→ **Activity**: Your task is to repeat the entries word for word while leaving out the pictures.

→ **Exercise materials**:
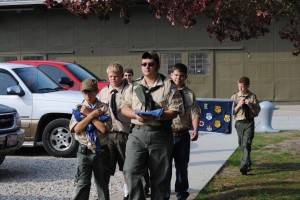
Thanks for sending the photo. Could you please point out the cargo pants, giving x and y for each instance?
(88, 163)
(148, 148)
(245, 131)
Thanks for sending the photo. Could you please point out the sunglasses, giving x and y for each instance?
(151, 64)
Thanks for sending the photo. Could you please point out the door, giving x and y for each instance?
(23, 104)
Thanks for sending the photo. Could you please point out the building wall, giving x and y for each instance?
(56, 34)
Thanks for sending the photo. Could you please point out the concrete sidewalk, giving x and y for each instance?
(211, 151)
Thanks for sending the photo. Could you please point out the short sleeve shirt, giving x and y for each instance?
(166, 96)
(241, 114)
(190, 111)
(82, 136)
(122, 123)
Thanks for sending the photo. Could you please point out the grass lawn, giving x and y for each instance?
(275, 171)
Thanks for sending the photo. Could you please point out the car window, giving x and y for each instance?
(36, 80)
(53, 72)
(6, 81)
(80, 72)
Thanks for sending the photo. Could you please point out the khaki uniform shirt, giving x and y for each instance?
(123, 124)
(190, 111)
(166, 96)
(240, 115)
(82, 136)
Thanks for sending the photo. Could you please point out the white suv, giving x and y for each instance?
(44, 107)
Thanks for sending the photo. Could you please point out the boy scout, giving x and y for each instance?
(150, 143)
(117, 137)
(246, 107)
(186, 120)
(128, 75)
(87, 127)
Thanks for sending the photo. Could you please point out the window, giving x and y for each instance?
(169, 60)
(198, 63)
(8, 58)
(53, 72)
(6, 81)
(80, 72)
(36, 81)
(33, 57)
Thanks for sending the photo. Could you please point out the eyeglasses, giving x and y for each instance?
(151, 64)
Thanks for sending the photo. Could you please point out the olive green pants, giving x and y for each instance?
(245, 131)
(89, 163)
(148, 148)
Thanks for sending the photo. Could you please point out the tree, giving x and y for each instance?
(235, 20)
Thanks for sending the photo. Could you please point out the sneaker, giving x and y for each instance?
(126, 198)
(244, 171)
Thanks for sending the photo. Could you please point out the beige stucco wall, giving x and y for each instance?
(274, 72)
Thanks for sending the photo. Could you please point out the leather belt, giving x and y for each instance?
(85, 150)
(121, 132)
(147, 127)
(180, 132)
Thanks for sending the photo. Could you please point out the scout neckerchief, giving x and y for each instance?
(144, 94)
(245, 107)
(113, 103)
(91, 130)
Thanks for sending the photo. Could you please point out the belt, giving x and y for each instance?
(122, 132)
(180, 132)
(245, 120)
(147, 127)
(85, 150)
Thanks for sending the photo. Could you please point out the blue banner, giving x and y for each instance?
(216, 115)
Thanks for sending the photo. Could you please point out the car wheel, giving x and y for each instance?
(58, 140)
(2, 157)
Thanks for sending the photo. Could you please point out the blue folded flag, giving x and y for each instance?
(91, 129)
(153, 113)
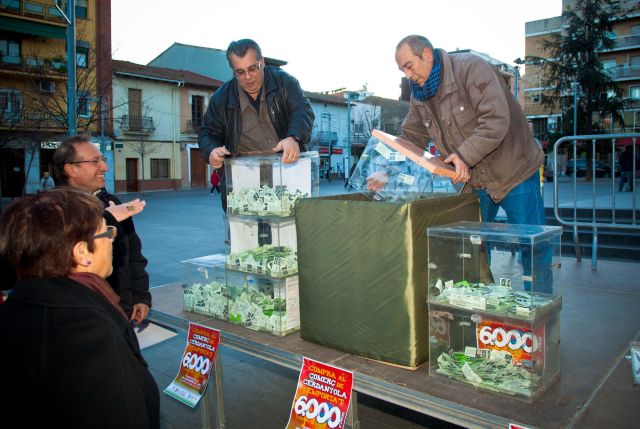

→ **Output below**:
Thanks for sending the photo. Could you please point out the cargo pants, giving x and y for each instance?
(88, 163)
(148, 148)
(245, 131)
Thanks for sending the photo. Could you please point out the sunglasses, giving x and y for each instance?
(151, 64)
Thanks for sending the photo. Could you please point out the door, giving x and y for each instance?
(23, 104)
Thanks for sending the photo. Could you please point out the building wall, giving x and y for each instance?
(56, 34)
Thanks for sending the photo. Could you please point out the concrete sidewalk, giving x and y for each instance?
(211, 151)
Thanks for sending the photo. Could you please point out the short sleeve shirt, giving x and y for each instance?
(166, 96)
(241, 114)
(190, 111)
(82, 136)
(122, 123)
Thanks for sending the photo. Could you please point out the grass lawn, giving x and y for each instance?
(275, 171)
Thanks for sending the photo. Could you please point out the car window, giving x and y for each instance?
(36, 80)
(53, 72)
(6, 81)
(80, 72)
Thanks for sending the photo. Could you please point out the khaki uniform shirt, giving x and y for each instance?
(123, 124)
(190, 111)
(166, 96)
(240, 115)
(82, 136)
Thanks for sending the photo. Could you please point out the white suv, giving x and y for each instance?
(44, 107)
Thanks for sending the photo. Could you please point out the boy scout, giving x and y for each instance?
(150, 143)
(117, 137)
(246, 107)
(186, 120)
(128, 75)
(87, 127)
Thanks for sending the photo. Could you please point out the window, giving x and y for each instance?
(169, 60)
(198, 63)
(8, 58)
(53, 72)
(6, 81)
(80, 72)
(36, 81)
(33, 57)
Thanks for sending the photo. Could you please point out the eyeglasses, giving x and y for each instance?
(151, 64)
Thanks for sending the photo. Could you please point out the olive green pants, giving x and y for each instance?
(245, 131)
(89, 163)
(148, 148)
Thanks for sending the photo. Could you please point out the tree, giving x and y for each instance?
(235, 20)
Thanks for sending the photo. Could you please point out the sneaker, giving x and y for each instance?
(126, 198)
(244, 171)
Thanks for sending the photo. Could you please point out the beige stucco wall, giving x and y for each instance?
(274, 72)
Thanks for sending the photo. Could you please point out the leather belt, giving x and y for each instance?
(85, 150)
(121, 132)
(147, 127)
(180, 132)
Thanks for sending the photo. Could you please point out the scout neckerchief, giving x and y for each instance?
(144, 94)
(245, 107)
(113, 103)
(91, 130)
Thanks for sending the photo. Could you please point out the belt, giving x and y for each instance?
(122, 132)
(180, 132)
(245, 120)
(147, 127)
(85, 150)
Thanks for sending the photo. Could you please point out the blue banner, giving x and y for each instance?
(216, 115)
Thanks for sending the photo. Could you please point out the car wheel, giving x and y for each instance?
(58, 140)
(2, 157)
Thanks for sending the photo. Could you please point out the blue folded flag, giving x and y for each instance?
(91, 129)
(153, 113)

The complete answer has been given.